- **演習課題**:
A - 原文抜粋によれば、日本国際賞の受賞者に副賞として贈られる賞金はいくらか。
B - 原文抜粋のうち「この物質は同じ頃に英国のビー」から「者は13カ国、60人に上る。」までを、一字も変えずに書き出すこと。
C - 原文抜粋によると、英国のビーチャム研究所でコンパクチンの研究が中止されたのはなぜか。

- **原文抜粋**:
遠藤氏の授賞業績は、スタチンの発見と開発。血中コレステロール値を効果的に下げる薬剤を発見・開発し、ヒトに極めて有効なことを証明する上で決定的な役割を果たしたとされた。
遠藤氏は1976年、6000種の微生物の産生物質を調べる中で、青カビの一種であるPenicillium citrinumから得られた物質「ML”236B」が、血中コレステロール値を下げることを見出した。さらに作用機序として、コレステロール合成の律速酵素であるHMG”CoA還元酵素に強い親和性を持ち、拮抗的に強く阻害していることも明らかにした。
この物質は同じ頃に英国のビーチャム研究所でも見つけられ、コンパクチンと命名されていたが、ラットの血中コレステロール値を低下させないため、研究が中止されていた。しかし遠藤氏は、血中コレステロールの組成がラットよりヒトに近いイヌでは、コレステロール値が下がることを証明し、これがヒトでの有効性を確立する突破口となった。
日本国際賞は、科学技術分野において独創的・飛躍的な成果を挙げ、科学技術の進歩に大きく寄与し、人類の平和と繁栄に著しく貢献したと認められた人に贈られる。毎年、2つの分野を授賞対象として指定し、原則として各分野1件1人に授与される。受賞者には賞状等と副賞として賞金5000万円が贈られる。
今回は遠藤氏のほか、地球環境変動の分野から、サー・ジョン・ホントン氏(英国:ハドレー気候研究センター名誉科学者)も選ばれている。今回の2人を加え、これまでの受賞者は13カ国、60人に上る。

- **表示データ**:

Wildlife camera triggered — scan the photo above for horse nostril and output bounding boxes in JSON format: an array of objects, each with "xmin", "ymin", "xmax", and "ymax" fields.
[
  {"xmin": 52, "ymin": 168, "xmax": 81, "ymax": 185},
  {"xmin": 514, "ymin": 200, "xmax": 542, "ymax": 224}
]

- **想定解答**:
A - 5000万円。

B -
この物質は同じ頃に英国のビーチャム研究所でも見つけられ、コンパクチンと命名されていたが、ラットの血中コレステロール値を低下させないため、研究が中止されていた。しかし遠藤氏は、血中コレステロールの組成がラットよりヒトに近いイヌでは、コレステロール値が下がることを証明し、これがヒトでの有効性を確立する突破口となった。
日本国際賞は、科学技術分野において独創的・飛躍的な成果を挙げ、科学技術の進歩に大きく寄与し、人類の平和と繁栄に著しく貢献したと認められた人に贈られる。毎年、2つの分野を授賞対象として指定し、原則として各分野1件1人に授与される。受賞者には賞状等と副賞として賞金5000万円が贈られる。
今回は遠藤氏のほか、地球環境変動の分野から、サー・ジョン・ホントン氏(英国:ハドレー気候研究センター名誉科学者)も選ばれている。今回の2人を加え、これまでの受賞者は13カ国、60人に上る。

C - ラットの血中コレステロール値を低下させなかったためである。